---------- DATA PROVIDED

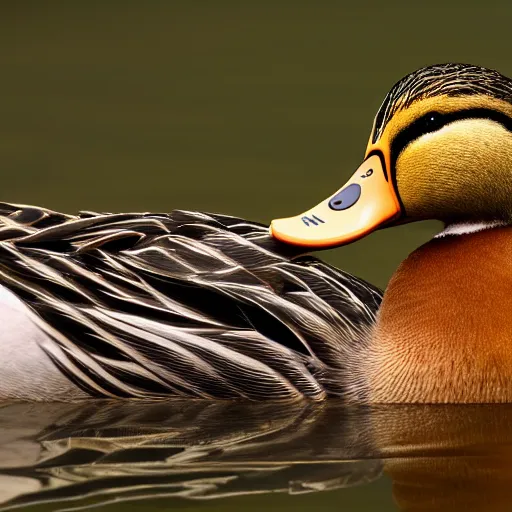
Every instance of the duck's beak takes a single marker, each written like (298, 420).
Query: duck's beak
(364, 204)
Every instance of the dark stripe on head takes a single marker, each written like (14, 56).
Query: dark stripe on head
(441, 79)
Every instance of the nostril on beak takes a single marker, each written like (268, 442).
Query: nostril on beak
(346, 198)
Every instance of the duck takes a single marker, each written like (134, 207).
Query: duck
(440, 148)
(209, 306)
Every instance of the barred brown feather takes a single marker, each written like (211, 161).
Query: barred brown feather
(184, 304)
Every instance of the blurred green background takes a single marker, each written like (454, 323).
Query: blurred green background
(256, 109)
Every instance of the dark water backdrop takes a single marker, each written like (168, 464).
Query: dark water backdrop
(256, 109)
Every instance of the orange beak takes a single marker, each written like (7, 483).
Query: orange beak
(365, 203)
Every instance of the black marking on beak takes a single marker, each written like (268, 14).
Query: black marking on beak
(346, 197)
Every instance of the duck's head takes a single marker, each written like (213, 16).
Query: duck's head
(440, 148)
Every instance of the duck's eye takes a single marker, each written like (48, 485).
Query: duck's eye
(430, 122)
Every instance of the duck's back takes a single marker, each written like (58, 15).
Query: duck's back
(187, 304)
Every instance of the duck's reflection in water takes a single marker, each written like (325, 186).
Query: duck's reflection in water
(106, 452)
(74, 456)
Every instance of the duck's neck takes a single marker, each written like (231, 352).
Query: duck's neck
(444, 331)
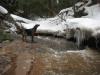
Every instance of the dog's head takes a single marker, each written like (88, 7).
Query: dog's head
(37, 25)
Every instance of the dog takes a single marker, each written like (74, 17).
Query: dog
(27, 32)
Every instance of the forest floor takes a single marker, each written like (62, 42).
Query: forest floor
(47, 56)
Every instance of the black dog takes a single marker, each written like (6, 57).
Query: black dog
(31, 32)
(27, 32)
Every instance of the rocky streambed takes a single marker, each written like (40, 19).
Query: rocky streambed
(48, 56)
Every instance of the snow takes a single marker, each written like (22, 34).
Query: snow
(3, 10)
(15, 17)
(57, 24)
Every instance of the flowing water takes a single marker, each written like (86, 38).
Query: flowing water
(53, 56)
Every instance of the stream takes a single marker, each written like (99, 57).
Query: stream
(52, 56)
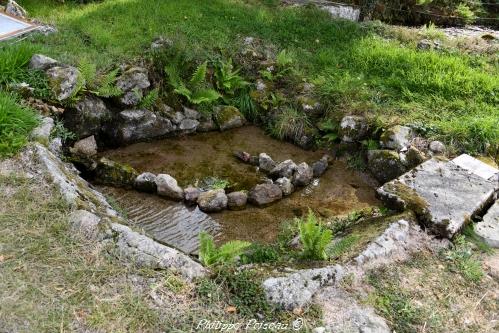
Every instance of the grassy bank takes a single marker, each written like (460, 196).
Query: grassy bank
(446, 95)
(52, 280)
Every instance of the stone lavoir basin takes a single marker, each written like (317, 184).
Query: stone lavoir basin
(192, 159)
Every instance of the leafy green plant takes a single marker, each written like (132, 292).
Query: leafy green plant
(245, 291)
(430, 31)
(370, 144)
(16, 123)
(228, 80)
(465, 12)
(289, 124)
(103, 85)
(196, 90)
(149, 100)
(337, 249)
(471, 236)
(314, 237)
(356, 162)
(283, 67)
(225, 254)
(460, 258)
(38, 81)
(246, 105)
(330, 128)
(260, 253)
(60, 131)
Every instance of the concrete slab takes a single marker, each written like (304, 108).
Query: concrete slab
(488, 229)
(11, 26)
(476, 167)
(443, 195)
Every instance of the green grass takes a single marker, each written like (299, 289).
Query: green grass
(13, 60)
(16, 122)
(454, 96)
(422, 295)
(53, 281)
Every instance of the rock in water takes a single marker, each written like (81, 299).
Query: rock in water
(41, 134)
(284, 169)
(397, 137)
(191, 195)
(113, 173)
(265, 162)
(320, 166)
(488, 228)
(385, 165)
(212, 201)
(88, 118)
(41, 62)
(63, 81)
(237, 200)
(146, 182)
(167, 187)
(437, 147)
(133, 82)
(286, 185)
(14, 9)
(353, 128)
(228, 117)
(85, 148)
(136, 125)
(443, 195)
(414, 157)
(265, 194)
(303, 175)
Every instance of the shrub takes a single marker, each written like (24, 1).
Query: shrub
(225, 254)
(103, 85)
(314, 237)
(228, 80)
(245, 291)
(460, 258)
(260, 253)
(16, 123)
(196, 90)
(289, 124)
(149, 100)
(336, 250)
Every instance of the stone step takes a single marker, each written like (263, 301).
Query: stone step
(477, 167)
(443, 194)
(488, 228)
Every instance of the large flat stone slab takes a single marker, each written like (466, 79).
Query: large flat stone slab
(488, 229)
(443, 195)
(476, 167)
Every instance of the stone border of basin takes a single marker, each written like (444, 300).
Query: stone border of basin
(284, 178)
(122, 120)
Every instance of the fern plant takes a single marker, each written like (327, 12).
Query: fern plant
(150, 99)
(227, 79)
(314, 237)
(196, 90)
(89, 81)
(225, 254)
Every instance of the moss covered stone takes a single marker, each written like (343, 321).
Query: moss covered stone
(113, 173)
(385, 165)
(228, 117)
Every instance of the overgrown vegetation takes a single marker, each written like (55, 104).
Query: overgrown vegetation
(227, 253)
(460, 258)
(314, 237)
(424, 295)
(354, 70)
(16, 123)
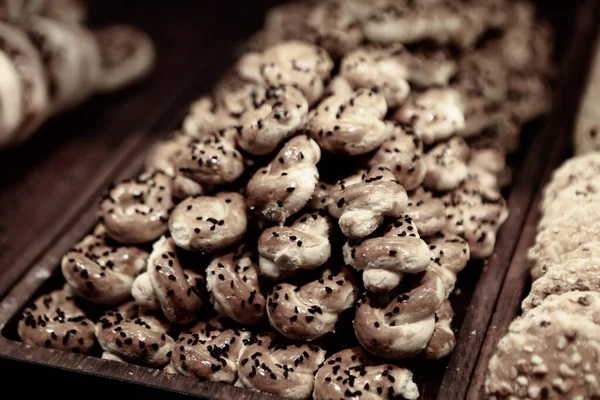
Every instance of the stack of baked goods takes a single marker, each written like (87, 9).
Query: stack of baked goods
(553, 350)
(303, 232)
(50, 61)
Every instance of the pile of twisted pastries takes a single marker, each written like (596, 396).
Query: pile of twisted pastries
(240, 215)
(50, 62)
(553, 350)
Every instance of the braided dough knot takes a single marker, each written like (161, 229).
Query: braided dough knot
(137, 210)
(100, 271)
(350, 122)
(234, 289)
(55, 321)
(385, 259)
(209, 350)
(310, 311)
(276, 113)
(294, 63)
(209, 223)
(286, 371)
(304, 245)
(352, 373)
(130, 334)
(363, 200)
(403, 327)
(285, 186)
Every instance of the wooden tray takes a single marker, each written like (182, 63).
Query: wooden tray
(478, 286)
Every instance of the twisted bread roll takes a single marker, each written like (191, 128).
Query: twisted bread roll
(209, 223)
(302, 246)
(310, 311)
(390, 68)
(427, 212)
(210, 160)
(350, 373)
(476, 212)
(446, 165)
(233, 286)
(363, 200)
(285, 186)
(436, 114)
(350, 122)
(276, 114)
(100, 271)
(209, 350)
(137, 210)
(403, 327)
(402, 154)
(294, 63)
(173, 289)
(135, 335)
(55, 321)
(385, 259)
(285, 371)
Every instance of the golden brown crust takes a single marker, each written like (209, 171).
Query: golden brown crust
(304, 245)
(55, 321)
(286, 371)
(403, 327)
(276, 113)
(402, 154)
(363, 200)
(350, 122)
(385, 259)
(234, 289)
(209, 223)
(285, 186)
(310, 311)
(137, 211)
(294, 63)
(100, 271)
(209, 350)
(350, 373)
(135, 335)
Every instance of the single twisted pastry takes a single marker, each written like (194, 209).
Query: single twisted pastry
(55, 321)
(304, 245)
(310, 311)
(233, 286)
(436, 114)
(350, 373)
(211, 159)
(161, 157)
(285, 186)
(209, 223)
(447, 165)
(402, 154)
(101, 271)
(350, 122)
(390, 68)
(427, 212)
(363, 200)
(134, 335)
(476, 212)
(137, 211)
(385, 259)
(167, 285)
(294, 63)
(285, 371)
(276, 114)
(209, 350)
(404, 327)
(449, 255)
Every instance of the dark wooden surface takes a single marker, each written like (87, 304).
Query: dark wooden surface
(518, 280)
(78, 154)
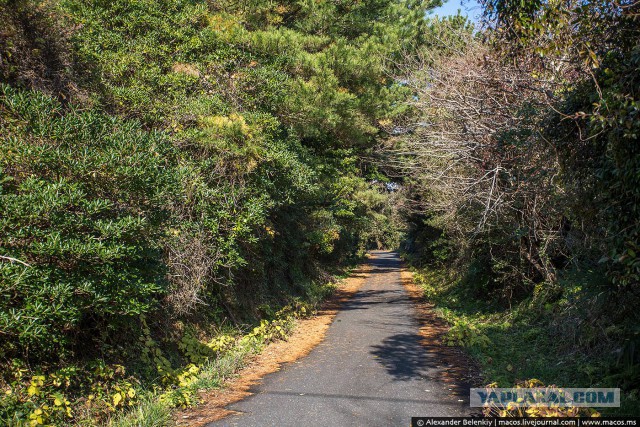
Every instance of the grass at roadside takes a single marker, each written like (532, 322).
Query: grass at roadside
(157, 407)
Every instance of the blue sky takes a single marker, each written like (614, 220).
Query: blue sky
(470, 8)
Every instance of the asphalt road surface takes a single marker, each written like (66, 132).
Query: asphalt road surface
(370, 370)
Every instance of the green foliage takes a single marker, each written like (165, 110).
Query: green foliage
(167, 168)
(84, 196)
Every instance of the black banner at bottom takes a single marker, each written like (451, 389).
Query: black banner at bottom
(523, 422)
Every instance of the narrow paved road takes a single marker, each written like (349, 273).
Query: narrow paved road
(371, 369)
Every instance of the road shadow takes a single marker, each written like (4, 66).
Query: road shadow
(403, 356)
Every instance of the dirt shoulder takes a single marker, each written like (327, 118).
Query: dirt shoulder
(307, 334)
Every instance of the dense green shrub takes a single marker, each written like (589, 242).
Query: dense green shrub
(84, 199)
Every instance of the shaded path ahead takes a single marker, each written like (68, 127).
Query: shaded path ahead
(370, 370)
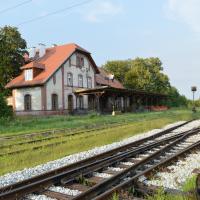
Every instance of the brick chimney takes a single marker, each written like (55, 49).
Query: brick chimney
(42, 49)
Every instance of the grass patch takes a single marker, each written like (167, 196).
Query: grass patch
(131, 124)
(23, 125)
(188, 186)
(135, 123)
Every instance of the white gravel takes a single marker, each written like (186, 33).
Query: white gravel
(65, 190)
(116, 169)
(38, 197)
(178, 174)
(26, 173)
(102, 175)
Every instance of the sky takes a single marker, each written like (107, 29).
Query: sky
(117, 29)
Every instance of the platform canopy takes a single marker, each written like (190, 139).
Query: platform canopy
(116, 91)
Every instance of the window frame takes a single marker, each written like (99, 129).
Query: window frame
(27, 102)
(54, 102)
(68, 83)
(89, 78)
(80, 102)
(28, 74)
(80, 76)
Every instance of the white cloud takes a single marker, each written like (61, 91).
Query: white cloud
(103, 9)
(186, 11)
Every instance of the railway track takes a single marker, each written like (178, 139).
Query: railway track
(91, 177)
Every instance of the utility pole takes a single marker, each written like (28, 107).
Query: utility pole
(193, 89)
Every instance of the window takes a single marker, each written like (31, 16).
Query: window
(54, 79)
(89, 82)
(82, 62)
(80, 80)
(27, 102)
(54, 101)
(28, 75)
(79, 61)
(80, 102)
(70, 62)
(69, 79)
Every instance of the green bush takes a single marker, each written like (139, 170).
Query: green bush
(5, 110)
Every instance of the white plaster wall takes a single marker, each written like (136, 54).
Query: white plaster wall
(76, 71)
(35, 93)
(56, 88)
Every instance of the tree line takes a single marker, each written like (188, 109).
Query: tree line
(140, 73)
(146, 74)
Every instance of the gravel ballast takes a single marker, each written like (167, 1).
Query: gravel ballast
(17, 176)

--------------------

◆ INSTRUCTIONS FOR THE TASK ◆
Keep only the lines from the one containing "Every instance of the railway" to the end of the entries, and repeat them exactly.

◆ SOLUTION TO THE PROBLEM ◆
Every instance of the railway track takes a single marker, each written like (178, 139).
Query: railway track
(91, 177)
Every instance of the utility pole takes a single marker, each written like (28, 107).
Query: utility pole
(193, 89)
Every instance of the window takes a single marker, each written like (31, 16).
Query: window
(54, 79)
(89, 82)
(82, 62)
(80, 80)
(27, 102)
(54, 101)
(28, 75)
(79, 61)
(80, 102)
(70, 62)
(69, 79)
Every instance of the green bush takes a single marker, each written like (139, 170).
Query: green bush
(5, 110)
Every instance of the white plaster wall takes a single marker, each written like (136, 54).
Query: white plaster wall
(76, 71)
(35, 93)
(56, 88)
Every instance of the tree line takes a single marker, each written like (188, 109).
Query: tree line
(140, 73)
(146, 74)
Every instance of the gravel ballast takes a single marker, each written like (167, 1).
Query: gravel ballast
(17, 176)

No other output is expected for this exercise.